◆ **Written task**
Reproduce the appeals court opinion word for word, between "Unpublished opinions are" and "to Anders v.", inclusive.

◆ **Document section**
Filed: Apr. 04, 2013
Latest Update: Mar. 28, 2017
Summary: UNPUBLISHED UNITED STATES COURT OF APPEALS FOR THE FOURTH CIRCUIT No. 12-4651 UNITED STATES OF AMERICA, Plaintiff - Appellee, v. CALVIN COLWETH GARNER, JR., a/k/a Spoke, Defendant - Appellant. Appeal from the United States District Court for the Eastern District of North Carolina, at Greenville. Terrence W. Boyle, District Judge. (4:10-cr-00079-BO-1) Submitted: March 28, 2013 Decided: April 4, 2013 Before WILKINSON, MOTZ, and AGEE, Circuit Judges. Affirmed by unpublished per curiam opinion. Dham
Summary: UNPUBLISHED UNITED STATES COURT OF APPEALS FOR THE FOURTH CIRCUIT No. 12-4651 UNITED STATES OF AMERICA, Plaintiff - Appellee, v. CALVIN COLWETH GARNER, JR., a/k/a Spoke, Defendant - Appellant. Appeal from the United States District Court for the Eastern District of North Carolina, at Greenville. Terrence W. Boyle, District Judge. (4:10-cr-00079-BO-1) Submitted: March 28, 2013 Decided: April 4, 2013 Before WILKINSON, MOTZ, and AGEE, Circuit Judges. Affirmed by unpublished per curiam opinion. Dhami..
More
UNPUBLISHED
UNITED STATES COURT OF APPEALS
FOR THE FOURTH CIRCUIT
No. 12-4651
UNITED STATES OF AMERICA,
Plaintiff - Appellee,
v.
CALVIN COLWETH GARNER, JR., a/k/a Spoke,
Defendant - Appellant.
Appeal from the United States District Court for the Eastern
District of North Carolina, at Greenville. Terrence W. Boyle,
District Judge. (4:10-cr-00079-BO-1)
Submitted: March 28, 2013 Decided: April 4, 2013
Before WILKINSON, MOTZ, and AGEE, Circuit Judges.
Affirmed by unpublished per curiam opinion.
Dhamian A. Blue, BLUE STEPHENS & FELLERS LLP, Raleigh, North
Carolina, for Appellant. Jennifer P. May-Parker, Assistant
United States Attorney, Raleigh, North Carolina, for Appellee.
Unpublished opinions are not binding precedent in this circuit.
PER CURIAM:
Calvin Colweth Garner, Jr., pled guilty to conspiracy
to distribute and possess with intent to distribute fifty grams
or more of cocaine base and five kilograms or more of cocaine,
21 U.S.C. § 846 (2006), and conspiracy to launder monetary
instruments, 18 U.S.C. § 1956(h) (2006). The district court
granted the Government’s motion for a downward departure based
on Garner’s substantial assistance and imposed a below-
Guidelines sentence of 330 months’ imprisonment. On appeal,
Garner’s attorney filed a brief pursuant to Anders v.
California,
386 U.S. 738 (1967), stating that, in his view,
there are no meritorious grounds for appeal but questioning
whether (1) the district court sufficiently complied with Fed.

◆ **Information shown**
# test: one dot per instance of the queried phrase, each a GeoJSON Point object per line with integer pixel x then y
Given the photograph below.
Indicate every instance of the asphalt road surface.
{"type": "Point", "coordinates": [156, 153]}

◆ **The reply**
Unpublished opinions are not binding precedent in this circuit.
PER CURIAM:
Calvin Colweth Garner, Jr., pled guilty to conspiracy
to distribute and possess with intent to distribute fifty grams
or more of cocaine base and five kilograms or more of cocaine,
21 U.S.C. § 846 (2006), and conspiracy to launder monetary
instruments, 18 U.S.C. § 1956(h) (2006). The district court
granted the Government’s motion for a downward departure based
on Garner’s substantial assistance and imposed a below-
Guidelines sentence of 330 months’ imprisonment. On appeal,
Garner’s attorney filed a brief pursuant to Anders v.